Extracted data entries
——————————

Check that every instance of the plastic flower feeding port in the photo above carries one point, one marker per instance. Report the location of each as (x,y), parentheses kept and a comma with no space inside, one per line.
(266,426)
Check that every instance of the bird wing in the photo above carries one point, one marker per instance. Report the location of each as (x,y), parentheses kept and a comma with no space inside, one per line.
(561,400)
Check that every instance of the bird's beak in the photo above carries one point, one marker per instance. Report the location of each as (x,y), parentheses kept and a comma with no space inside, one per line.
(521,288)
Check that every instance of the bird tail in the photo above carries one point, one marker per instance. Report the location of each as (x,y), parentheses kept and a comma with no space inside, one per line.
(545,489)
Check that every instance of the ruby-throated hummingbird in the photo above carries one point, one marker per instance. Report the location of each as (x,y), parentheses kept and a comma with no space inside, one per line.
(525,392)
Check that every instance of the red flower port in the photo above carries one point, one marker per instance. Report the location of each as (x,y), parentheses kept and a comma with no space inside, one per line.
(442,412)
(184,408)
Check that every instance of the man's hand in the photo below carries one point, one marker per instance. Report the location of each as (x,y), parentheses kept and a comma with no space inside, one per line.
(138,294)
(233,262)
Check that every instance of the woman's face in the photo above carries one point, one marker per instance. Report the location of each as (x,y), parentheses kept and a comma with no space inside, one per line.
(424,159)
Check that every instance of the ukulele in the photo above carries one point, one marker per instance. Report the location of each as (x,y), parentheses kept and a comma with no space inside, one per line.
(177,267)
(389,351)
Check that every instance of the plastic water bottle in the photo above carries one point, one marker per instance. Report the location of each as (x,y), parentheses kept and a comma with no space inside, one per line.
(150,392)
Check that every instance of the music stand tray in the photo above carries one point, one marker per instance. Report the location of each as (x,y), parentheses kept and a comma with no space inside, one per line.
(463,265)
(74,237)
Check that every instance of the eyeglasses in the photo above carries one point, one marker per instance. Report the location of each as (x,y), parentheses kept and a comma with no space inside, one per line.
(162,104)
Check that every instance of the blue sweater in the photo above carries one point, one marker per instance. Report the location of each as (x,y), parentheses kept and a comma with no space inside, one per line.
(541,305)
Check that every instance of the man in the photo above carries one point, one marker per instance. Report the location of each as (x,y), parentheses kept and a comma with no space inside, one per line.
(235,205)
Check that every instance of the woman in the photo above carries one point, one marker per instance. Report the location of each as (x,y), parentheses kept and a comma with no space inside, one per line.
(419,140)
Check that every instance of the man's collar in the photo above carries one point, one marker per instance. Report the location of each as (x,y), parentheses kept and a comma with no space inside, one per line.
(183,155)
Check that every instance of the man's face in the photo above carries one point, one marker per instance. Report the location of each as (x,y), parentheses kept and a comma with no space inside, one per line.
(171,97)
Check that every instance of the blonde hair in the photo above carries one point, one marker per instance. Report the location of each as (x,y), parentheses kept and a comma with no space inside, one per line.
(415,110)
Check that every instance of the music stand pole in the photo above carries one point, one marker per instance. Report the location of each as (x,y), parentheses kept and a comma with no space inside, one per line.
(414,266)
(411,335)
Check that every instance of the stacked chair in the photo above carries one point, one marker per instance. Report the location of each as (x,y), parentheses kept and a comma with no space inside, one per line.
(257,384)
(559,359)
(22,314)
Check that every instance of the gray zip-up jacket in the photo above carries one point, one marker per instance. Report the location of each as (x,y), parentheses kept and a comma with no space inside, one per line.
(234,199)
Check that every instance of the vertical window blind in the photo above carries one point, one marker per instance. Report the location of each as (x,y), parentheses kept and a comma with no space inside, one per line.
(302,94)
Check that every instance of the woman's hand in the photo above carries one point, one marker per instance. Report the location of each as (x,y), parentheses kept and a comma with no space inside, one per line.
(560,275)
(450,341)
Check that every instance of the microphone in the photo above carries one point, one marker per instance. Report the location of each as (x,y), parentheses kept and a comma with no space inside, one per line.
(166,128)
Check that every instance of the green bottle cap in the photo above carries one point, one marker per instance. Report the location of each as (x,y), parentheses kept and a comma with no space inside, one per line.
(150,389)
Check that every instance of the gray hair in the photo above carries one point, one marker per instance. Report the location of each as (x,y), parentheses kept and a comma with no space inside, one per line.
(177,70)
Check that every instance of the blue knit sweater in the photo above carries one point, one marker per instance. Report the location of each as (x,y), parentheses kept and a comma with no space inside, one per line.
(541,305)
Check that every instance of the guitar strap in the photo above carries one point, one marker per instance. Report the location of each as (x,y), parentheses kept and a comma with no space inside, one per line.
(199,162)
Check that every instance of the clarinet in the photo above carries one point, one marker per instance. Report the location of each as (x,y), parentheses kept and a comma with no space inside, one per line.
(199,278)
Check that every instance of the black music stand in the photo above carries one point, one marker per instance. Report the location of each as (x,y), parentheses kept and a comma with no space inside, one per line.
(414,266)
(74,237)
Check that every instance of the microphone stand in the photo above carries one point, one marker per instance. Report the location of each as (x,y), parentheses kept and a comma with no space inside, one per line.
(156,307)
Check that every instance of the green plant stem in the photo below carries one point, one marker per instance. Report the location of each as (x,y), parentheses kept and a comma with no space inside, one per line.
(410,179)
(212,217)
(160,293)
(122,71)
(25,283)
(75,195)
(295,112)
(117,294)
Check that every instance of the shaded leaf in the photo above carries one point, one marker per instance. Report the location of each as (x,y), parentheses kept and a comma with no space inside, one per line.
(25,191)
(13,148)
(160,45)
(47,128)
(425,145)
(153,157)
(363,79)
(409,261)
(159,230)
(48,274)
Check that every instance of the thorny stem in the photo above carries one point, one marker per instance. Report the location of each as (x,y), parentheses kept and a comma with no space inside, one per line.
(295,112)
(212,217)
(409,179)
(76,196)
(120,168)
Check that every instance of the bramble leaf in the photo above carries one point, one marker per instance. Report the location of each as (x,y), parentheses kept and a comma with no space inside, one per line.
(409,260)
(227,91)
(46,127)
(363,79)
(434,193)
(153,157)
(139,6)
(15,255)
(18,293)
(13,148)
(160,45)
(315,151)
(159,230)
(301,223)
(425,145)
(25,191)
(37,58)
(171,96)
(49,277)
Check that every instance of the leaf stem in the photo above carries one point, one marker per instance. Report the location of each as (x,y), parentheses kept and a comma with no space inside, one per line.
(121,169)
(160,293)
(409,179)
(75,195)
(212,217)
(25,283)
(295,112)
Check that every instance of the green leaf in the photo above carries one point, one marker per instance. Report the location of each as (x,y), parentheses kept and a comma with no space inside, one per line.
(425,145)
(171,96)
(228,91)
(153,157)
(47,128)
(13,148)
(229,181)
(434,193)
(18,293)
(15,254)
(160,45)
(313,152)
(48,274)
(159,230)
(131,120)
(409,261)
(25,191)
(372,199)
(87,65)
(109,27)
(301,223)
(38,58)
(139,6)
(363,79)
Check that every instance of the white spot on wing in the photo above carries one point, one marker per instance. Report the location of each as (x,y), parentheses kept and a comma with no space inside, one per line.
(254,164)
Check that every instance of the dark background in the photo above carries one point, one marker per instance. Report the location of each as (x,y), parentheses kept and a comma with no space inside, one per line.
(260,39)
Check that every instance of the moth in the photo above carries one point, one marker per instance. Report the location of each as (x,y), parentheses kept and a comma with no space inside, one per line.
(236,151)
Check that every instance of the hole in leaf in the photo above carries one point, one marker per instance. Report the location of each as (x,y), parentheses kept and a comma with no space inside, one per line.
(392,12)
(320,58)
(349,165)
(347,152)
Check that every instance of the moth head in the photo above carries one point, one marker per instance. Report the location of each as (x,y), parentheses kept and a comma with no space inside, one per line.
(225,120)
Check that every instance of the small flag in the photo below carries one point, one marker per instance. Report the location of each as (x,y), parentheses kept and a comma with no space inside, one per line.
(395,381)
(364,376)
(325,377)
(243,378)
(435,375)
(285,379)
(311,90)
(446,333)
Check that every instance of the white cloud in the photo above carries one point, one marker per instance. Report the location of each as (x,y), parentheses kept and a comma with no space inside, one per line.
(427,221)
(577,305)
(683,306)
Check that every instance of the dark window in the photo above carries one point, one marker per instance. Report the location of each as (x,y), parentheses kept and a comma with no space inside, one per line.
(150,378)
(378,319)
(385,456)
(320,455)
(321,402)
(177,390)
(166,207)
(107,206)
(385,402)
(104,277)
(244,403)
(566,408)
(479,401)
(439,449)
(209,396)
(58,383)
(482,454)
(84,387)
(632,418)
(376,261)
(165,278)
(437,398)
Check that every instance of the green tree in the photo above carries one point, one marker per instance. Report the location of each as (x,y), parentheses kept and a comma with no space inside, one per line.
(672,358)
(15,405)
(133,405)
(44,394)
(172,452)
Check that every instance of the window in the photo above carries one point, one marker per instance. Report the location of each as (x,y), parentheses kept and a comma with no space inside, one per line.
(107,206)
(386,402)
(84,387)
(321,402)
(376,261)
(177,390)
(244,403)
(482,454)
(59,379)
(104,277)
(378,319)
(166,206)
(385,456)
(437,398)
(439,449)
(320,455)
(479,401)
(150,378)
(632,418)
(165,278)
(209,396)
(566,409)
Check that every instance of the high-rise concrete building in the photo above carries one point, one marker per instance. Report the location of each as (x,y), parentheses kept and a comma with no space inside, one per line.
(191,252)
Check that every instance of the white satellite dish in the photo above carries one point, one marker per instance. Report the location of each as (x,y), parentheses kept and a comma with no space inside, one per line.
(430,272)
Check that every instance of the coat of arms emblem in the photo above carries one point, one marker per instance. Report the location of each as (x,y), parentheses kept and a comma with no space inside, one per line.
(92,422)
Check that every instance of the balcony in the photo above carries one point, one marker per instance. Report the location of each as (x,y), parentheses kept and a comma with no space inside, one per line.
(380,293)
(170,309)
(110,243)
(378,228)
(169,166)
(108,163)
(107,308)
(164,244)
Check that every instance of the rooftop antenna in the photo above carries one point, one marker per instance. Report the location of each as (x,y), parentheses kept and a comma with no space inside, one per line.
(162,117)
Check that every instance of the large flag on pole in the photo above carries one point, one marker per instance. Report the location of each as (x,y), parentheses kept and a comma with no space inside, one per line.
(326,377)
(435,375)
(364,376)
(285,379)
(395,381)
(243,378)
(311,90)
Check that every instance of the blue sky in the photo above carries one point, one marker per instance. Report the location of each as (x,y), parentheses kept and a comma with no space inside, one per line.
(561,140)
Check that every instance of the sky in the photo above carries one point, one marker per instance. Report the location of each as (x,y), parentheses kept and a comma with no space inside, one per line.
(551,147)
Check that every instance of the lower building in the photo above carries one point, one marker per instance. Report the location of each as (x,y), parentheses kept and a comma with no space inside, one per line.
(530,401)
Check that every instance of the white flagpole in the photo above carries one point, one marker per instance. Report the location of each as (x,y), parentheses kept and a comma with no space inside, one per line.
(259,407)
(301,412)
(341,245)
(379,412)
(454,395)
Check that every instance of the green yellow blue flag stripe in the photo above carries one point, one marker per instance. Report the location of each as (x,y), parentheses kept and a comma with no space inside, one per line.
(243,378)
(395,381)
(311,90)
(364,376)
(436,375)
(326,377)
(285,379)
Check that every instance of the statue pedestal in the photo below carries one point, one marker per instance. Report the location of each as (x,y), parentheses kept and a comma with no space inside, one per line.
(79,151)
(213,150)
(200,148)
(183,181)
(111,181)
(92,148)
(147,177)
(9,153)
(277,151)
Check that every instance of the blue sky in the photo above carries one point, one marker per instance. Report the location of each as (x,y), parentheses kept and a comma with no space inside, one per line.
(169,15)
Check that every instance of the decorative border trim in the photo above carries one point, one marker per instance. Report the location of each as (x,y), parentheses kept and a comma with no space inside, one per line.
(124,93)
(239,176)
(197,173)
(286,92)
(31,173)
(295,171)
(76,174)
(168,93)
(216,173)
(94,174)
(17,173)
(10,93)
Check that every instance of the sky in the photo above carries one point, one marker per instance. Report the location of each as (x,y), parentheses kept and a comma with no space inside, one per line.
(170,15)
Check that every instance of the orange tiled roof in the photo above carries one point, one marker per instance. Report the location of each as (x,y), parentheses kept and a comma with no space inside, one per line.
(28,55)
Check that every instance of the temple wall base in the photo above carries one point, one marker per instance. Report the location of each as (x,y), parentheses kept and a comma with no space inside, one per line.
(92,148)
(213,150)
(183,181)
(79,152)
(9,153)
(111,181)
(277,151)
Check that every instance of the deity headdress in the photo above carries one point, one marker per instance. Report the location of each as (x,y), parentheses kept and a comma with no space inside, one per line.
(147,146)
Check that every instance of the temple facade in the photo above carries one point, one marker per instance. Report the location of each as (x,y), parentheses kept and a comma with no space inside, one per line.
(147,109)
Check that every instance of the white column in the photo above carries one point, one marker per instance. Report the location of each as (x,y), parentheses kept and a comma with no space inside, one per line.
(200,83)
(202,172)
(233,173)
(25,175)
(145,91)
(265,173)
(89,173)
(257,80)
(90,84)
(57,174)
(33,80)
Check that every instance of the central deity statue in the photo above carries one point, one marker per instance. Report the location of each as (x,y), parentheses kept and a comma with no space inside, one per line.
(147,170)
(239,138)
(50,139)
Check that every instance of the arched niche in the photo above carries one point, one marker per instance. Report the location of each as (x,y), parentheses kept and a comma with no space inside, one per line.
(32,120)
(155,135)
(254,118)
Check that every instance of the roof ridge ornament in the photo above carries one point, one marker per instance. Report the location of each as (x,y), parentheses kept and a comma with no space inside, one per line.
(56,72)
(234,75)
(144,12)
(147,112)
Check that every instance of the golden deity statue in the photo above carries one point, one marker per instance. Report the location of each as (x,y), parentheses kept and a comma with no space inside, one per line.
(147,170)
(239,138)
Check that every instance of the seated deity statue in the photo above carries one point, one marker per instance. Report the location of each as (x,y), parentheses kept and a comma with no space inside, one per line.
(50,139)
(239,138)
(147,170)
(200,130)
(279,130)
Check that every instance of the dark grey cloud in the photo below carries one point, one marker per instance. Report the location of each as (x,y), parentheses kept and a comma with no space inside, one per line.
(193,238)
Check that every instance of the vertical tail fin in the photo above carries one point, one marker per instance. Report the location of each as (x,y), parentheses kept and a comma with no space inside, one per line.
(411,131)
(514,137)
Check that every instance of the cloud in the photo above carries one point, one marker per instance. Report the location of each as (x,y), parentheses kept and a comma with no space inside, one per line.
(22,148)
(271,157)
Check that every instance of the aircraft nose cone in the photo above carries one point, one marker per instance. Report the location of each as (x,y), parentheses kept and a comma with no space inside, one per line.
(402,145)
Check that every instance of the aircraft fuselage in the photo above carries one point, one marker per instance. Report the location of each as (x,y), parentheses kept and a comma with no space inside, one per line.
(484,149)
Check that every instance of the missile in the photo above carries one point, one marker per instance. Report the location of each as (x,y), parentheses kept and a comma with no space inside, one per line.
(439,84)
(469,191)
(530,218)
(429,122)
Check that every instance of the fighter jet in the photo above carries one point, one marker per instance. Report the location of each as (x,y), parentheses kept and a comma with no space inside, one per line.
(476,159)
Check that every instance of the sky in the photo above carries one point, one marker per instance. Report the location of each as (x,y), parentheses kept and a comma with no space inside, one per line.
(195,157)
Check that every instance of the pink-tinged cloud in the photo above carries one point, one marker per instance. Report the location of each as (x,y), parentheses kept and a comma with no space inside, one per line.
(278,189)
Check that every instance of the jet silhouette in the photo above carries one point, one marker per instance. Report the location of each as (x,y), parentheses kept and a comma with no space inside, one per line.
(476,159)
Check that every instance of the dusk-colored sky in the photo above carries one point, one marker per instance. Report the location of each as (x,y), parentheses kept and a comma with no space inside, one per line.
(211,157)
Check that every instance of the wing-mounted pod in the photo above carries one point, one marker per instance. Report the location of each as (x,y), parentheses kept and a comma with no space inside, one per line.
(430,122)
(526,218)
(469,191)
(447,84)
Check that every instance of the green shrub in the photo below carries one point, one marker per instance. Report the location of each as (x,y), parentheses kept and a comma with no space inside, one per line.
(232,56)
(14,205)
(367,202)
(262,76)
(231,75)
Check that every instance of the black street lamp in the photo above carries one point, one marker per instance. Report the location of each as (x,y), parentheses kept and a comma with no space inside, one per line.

——————————

REQUIRED TASK
Rewrite the stretch of records above as a numbered list, from the line containing "Check that every instance of the green shrub" through the end of the records, both ends included. Leave out any blank lines.

RESULT OF THE EXERCISE
1. Check that every instance of the green shrub in the photo below carries one point, one marker per instance. Report the location of each as (x,y), parentheses kept and a comma with no space inside, one per line.
2. (232,56)
3. (14,205)
4. (367,202)
5. (262,76)
6. (231,75)
7. Check that every instance of the black street lamp in the photo above carries one point, one marker per instance. Report the location of each as (x,y), parentheses kept and a comma with no space inside, one per line.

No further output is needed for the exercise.